-- START Passage provided --

# export not working



## annef (Jul 14, 2015)

Hi, please help, export function not working in my LR. The export windo pops up and I go through the sequence of selecting folder etc then select export, nothing happens. at the top LH side of the screen it states "Export 1 file" and it just freezes


----------



## Jimmsp (Jul 14, 2015)

annef said:


> Hi, please help, export function not working in my LR. The export windo pops up and I go through the sequence of selecting folder etc then select export, nothing happens. at the top LH side of the screen it states "Export 1 file" and it just freezes



Could we have a bit more info please:
1. What is your OS? your profile says XP which cannot be right with LRCC.
2. What module are you exporting from?
3. Where are you exporting to?

I ask the latter questions because occasionally I have forgotten and tried to export from the Library module when the photo was on a offline drive.
And if you try to export to a offline drive, LR will wait until it comes online.


----------



## sjk168 (Jul 14, 2015)

Hi Jim,

I'm having the same problem. I use Windows 8. LR 5.7.1. All windows updates are current. I can use LR to do everything else except to export finished files. Do you think if I upgrade the LR 5 To LR 6 will kill the problem? Thanks.

Eddie


----------



## clee01l (Jul 14, 2015)

sjk168 said:


> Hi Jim,
> 
> I'm having the same problem. I use Windows 8. LR 5.7.1. All windows updates are current. I can use LR to do everything else except to export finished files. Do you think if I upgrade the LR 5 To LR 6 will kill the problem? Thanks.
> 
> Eddie


Welcome to the forum.  Upgrading to LR6 probably won't correct the problem because the problem is probably not related to LR. 
As with the OP, additional information is needed. 
How much RAM?  How many Cores? How much free space on the Primary Disk drive.  What disk is the destination?  Do you have write permissions to the disk?  Is the Original image Missing or is it available for LR to utilize for creating the derivative? 
Can you post a screen shot of your Export dialog?


----------



## sjk168 (Jul 15, 2015)

clee01l said:


> Welcome to the forum.  Upgrading to LR6 probably won't correct the problem because the problem is probably not related to LR.
> As with the OP, additional information is needed.
> How much RAM?  How many Cores? How much free space on the Primary Disk drive.  What disk is the destination?  Do you have write permissions to the disk?  Is the Original image Missing or is it available for LR to utilize for creating the derivative?
> Can you post a screen shot of your Export dialog?


 
8 GB RAM, 7.40GB usable.
AMD quad-coreAS-5600K Accelerated Processor
443GB free space
Portable hard drive is the destination
The original image is available. I usually export much smaller file to the same folder
The export dialogue box will not appear
As soon as I click on the word "Export" from anywhere, the screen locks. 
I can export with previous export but not export.
I was hoping someone will say LR 6 will kill the problem.

-- END Passage provided --

(Set exercise 1) According to the forum thread, which version of LR does sjk168 report using?
(Set exercise 2) Repeat the section of the forum thread starting at "2. What module" and ending at "a offline drive.".

-- START Data entries --

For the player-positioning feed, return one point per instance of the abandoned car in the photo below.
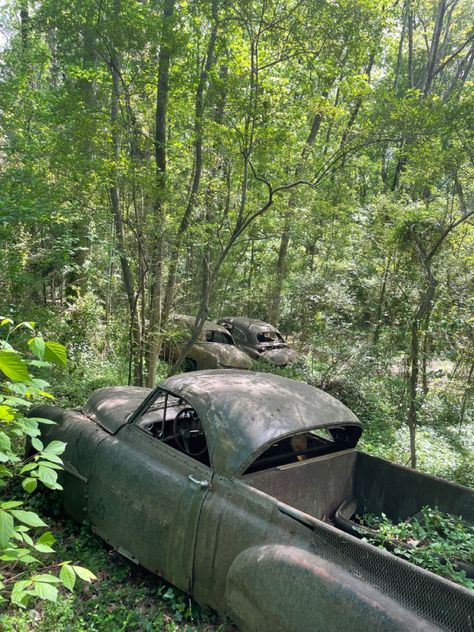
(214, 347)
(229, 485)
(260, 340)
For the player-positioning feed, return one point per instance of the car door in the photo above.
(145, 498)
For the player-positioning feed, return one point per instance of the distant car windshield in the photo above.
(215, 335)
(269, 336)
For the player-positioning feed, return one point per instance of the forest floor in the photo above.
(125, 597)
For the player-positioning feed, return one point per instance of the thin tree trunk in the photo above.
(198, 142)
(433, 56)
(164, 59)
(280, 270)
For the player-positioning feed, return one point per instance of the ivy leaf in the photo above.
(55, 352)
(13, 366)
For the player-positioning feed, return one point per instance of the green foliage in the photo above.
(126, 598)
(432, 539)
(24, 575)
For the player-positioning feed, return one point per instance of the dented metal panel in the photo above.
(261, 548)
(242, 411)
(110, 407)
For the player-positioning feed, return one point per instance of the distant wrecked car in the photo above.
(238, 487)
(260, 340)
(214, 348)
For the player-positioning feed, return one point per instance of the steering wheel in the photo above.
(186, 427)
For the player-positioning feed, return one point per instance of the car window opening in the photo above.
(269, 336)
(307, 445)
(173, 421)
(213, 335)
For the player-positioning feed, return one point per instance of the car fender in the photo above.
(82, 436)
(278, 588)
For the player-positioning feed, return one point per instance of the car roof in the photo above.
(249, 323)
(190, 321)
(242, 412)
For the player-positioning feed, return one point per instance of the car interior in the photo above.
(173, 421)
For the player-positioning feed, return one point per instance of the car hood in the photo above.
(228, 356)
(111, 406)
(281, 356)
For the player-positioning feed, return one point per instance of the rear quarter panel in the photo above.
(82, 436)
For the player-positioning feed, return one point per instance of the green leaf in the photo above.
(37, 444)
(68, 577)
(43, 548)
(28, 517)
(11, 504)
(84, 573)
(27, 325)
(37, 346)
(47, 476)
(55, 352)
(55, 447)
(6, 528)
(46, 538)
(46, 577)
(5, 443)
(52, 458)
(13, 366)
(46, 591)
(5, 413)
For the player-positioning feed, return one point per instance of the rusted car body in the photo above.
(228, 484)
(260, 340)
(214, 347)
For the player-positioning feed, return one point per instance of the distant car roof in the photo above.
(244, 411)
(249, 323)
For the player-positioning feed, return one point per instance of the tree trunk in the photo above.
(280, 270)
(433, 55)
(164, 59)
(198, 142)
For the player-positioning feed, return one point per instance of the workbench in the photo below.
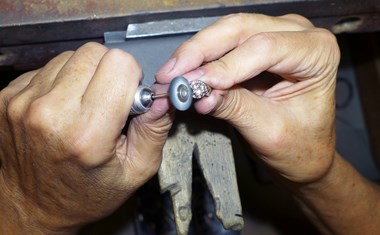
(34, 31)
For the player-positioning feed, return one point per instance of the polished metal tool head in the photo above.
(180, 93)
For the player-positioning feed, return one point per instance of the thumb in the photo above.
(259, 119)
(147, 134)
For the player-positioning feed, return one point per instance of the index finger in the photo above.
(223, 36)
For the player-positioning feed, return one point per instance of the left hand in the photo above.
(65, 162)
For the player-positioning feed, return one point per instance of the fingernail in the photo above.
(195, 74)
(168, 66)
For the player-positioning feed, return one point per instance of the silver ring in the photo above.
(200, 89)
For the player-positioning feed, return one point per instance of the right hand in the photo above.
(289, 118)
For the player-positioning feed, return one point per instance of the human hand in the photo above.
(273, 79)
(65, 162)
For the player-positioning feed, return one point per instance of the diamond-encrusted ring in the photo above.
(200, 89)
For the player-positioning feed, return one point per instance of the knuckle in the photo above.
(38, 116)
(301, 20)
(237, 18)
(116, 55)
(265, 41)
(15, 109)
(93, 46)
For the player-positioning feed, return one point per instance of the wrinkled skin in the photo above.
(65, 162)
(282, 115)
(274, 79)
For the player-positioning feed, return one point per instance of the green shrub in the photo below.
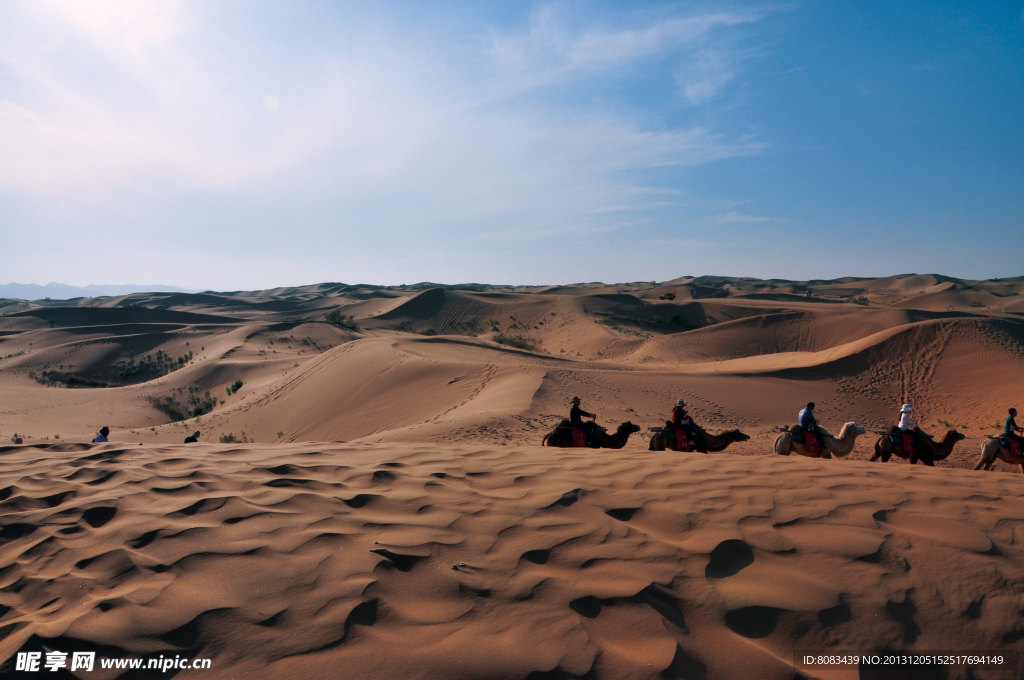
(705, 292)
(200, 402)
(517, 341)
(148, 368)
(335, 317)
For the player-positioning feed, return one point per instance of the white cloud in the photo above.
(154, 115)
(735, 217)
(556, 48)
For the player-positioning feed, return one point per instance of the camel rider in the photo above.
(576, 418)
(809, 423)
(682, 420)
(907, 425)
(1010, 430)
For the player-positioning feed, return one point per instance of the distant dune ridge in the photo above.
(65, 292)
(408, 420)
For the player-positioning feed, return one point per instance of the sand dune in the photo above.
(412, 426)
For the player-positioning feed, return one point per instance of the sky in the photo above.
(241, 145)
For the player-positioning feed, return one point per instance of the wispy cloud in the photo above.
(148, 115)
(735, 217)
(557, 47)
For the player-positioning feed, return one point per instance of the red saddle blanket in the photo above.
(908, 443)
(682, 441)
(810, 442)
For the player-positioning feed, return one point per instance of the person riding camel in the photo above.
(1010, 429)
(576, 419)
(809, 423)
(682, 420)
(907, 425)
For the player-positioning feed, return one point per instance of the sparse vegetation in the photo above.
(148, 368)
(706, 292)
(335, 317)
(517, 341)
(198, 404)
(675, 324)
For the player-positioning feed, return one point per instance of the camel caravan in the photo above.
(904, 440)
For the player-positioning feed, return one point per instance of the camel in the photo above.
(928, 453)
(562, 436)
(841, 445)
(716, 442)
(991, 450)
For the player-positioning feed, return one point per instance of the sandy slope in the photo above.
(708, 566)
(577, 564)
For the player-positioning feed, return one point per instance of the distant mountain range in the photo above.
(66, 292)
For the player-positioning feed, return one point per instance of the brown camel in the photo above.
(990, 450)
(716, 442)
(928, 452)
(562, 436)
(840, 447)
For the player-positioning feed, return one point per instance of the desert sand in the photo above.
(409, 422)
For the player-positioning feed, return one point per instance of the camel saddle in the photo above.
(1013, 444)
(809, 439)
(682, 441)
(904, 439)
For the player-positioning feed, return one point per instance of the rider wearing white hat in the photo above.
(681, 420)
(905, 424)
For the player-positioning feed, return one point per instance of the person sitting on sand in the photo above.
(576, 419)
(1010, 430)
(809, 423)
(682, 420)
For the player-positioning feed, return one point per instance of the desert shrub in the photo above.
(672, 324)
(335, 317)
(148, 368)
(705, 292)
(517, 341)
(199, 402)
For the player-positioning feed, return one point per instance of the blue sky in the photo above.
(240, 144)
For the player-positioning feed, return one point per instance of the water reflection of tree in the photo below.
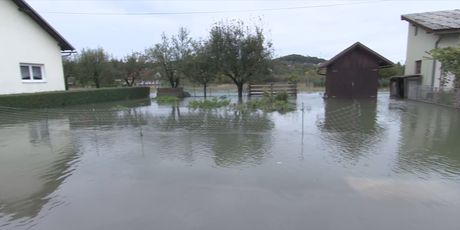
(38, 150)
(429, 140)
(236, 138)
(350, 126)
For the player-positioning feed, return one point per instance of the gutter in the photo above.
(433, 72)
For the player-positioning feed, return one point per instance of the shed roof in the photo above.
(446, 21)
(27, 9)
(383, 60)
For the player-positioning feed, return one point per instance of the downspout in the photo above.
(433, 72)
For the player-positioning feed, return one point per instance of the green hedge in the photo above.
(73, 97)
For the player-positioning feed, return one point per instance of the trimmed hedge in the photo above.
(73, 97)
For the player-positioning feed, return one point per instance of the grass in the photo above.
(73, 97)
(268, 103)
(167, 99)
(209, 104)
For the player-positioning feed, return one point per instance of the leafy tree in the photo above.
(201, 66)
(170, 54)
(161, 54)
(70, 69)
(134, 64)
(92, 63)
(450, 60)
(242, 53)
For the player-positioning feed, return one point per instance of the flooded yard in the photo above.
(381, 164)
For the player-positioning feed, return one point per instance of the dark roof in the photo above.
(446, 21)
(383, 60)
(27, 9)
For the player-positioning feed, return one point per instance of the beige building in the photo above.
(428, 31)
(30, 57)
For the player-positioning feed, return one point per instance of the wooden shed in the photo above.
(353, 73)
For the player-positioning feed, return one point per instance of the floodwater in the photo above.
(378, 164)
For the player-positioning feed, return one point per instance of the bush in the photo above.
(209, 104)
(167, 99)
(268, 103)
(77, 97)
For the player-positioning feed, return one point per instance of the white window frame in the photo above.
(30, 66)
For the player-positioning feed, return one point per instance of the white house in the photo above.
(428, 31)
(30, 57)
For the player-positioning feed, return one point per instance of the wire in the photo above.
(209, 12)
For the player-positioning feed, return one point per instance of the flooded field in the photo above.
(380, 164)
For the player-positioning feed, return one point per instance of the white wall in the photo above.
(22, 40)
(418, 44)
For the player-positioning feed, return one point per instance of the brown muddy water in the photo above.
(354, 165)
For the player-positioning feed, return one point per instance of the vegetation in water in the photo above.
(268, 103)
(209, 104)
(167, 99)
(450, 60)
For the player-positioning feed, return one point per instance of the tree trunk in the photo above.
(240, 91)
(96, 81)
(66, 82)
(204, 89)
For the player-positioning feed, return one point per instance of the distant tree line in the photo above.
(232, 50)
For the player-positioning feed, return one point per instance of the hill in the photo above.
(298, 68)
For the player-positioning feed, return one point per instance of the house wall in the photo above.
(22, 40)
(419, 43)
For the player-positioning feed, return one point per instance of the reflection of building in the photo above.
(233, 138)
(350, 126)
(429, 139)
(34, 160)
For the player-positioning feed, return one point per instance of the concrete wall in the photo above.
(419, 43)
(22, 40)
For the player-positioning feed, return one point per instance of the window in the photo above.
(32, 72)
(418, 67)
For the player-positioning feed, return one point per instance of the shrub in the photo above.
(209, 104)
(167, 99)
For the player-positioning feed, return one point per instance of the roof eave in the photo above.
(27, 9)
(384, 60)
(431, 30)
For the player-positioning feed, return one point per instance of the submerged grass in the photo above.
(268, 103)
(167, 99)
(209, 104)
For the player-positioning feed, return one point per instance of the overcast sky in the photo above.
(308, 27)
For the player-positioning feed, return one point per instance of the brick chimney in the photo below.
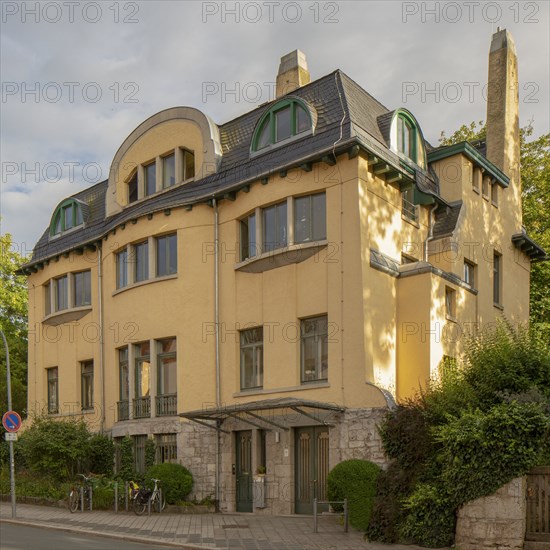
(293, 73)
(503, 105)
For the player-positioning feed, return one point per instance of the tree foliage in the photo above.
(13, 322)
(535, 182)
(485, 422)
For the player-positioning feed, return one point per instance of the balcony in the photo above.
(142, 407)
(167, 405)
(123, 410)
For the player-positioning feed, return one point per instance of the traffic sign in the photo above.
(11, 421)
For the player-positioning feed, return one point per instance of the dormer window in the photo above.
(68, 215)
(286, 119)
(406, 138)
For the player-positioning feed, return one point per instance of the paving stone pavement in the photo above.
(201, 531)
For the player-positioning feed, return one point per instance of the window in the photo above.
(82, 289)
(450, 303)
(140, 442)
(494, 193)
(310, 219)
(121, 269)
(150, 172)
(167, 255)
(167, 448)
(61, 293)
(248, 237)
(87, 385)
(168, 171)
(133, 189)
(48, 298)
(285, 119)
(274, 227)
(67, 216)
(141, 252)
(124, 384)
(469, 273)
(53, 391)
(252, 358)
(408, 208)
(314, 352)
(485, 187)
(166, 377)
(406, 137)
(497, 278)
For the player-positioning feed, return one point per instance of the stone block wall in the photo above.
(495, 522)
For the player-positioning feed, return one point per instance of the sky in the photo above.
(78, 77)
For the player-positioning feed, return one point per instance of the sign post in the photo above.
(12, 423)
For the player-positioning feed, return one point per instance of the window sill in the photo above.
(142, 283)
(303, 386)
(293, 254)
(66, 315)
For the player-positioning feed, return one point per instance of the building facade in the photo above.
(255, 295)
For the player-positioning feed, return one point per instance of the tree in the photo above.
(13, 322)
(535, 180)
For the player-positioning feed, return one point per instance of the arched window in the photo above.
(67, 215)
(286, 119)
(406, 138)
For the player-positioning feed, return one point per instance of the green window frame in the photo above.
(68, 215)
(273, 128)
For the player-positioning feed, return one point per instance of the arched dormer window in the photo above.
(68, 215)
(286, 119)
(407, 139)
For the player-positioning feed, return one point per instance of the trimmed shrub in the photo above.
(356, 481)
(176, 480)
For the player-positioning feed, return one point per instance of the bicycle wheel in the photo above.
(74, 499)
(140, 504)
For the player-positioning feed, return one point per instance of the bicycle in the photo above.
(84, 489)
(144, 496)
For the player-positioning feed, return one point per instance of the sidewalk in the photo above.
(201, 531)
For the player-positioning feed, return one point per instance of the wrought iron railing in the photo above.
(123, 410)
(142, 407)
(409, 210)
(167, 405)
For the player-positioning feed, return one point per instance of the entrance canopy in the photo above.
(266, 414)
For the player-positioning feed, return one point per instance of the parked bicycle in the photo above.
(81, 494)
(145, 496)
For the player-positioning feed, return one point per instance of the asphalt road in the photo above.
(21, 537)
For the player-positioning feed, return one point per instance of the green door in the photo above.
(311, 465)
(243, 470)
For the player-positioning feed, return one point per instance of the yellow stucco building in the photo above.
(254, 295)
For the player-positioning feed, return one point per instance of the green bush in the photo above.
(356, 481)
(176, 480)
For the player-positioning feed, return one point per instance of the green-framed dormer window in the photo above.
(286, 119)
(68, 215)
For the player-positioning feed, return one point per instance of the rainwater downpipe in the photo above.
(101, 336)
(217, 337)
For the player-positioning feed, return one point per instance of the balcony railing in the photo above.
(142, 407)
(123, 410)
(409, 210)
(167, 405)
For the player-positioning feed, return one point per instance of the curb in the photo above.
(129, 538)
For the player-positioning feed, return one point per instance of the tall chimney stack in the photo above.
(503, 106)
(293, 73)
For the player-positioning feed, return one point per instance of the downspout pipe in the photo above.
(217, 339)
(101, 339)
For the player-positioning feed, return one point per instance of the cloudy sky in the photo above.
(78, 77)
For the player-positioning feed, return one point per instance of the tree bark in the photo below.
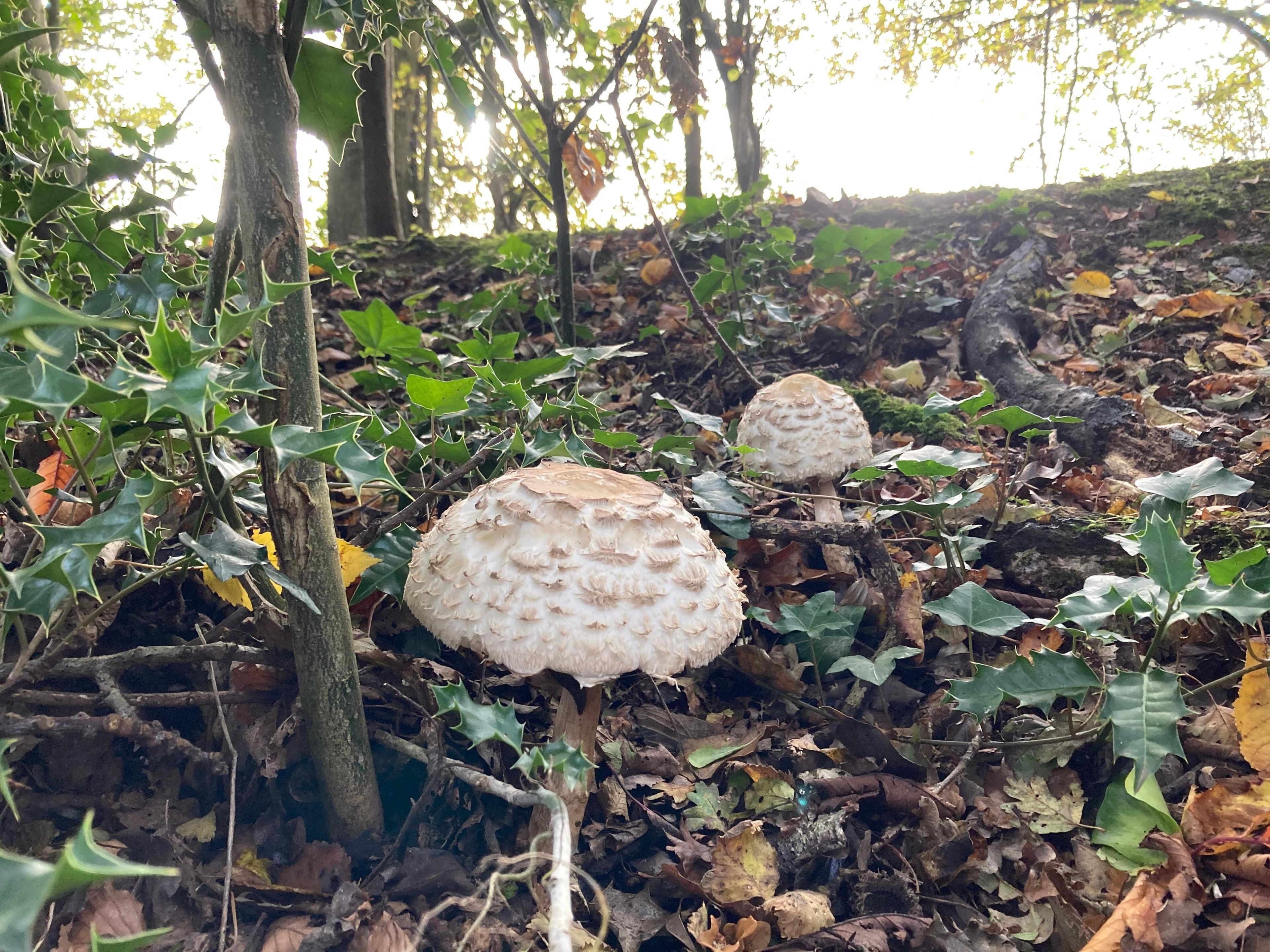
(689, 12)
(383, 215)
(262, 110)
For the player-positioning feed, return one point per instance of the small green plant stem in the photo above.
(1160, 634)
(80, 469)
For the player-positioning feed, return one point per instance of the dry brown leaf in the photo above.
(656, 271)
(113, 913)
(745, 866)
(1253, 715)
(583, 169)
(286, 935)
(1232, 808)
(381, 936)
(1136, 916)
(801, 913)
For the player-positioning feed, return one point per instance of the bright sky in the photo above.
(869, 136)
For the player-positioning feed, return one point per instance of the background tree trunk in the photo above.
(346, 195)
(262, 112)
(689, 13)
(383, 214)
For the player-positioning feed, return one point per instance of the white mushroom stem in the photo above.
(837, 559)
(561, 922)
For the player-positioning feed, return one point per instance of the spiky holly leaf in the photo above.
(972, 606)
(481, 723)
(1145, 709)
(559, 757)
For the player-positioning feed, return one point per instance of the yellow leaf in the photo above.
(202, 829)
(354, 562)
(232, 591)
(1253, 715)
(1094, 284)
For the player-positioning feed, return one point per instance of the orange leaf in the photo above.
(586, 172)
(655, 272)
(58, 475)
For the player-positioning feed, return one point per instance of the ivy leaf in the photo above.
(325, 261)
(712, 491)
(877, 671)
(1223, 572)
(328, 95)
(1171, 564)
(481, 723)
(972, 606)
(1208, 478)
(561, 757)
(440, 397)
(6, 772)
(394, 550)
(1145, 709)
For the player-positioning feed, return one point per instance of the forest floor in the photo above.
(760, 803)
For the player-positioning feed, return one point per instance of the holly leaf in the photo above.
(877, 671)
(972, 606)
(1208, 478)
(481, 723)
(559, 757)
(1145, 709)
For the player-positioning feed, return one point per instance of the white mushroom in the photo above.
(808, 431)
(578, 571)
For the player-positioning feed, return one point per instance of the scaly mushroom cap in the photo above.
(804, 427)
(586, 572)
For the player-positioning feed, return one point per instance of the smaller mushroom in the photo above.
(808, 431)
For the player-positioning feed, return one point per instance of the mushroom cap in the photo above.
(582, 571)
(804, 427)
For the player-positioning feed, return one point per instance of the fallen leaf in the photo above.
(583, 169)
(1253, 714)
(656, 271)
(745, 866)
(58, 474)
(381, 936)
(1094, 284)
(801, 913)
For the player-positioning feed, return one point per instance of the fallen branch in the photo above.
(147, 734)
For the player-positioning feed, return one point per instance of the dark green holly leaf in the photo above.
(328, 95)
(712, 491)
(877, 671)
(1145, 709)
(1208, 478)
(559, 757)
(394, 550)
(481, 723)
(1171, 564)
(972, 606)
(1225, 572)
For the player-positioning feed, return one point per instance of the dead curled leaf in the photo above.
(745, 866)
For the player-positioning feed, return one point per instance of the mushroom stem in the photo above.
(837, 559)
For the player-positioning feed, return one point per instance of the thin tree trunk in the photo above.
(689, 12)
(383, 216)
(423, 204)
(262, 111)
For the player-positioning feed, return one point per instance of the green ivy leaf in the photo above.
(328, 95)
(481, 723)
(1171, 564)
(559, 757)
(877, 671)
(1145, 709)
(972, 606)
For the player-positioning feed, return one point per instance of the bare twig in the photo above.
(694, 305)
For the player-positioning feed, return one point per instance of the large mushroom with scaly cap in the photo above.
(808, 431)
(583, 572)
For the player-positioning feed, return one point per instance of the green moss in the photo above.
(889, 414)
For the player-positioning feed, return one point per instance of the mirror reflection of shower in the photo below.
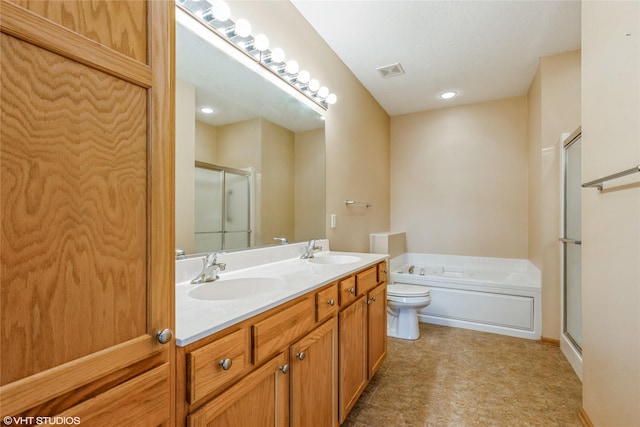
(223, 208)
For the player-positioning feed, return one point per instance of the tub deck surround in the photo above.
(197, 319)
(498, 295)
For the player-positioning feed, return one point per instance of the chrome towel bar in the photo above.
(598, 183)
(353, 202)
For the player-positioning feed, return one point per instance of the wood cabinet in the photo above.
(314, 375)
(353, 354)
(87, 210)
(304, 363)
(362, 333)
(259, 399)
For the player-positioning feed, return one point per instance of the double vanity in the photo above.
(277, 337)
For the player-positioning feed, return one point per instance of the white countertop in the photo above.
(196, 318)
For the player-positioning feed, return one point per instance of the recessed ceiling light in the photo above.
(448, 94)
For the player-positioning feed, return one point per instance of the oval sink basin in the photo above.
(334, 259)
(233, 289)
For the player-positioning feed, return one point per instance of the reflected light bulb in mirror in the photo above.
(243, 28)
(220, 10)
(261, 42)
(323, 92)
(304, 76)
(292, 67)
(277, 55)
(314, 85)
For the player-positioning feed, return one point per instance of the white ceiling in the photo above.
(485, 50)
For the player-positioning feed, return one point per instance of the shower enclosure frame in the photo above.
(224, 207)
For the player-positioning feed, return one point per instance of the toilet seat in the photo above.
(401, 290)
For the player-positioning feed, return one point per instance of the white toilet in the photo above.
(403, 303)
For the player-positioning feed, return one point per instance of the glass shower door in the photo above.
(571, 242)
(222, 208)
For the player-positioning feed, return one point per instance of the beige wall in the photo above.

-- END Data entries --

(Exercise response 1) LR 5.7.1

(Exercise response 2)
2. What module are you exporting from?
3. Where are you exporting to?

I ask the latter questions because occasionally I have forgotten and tried to export from the Library module when the photo was on a offline drive.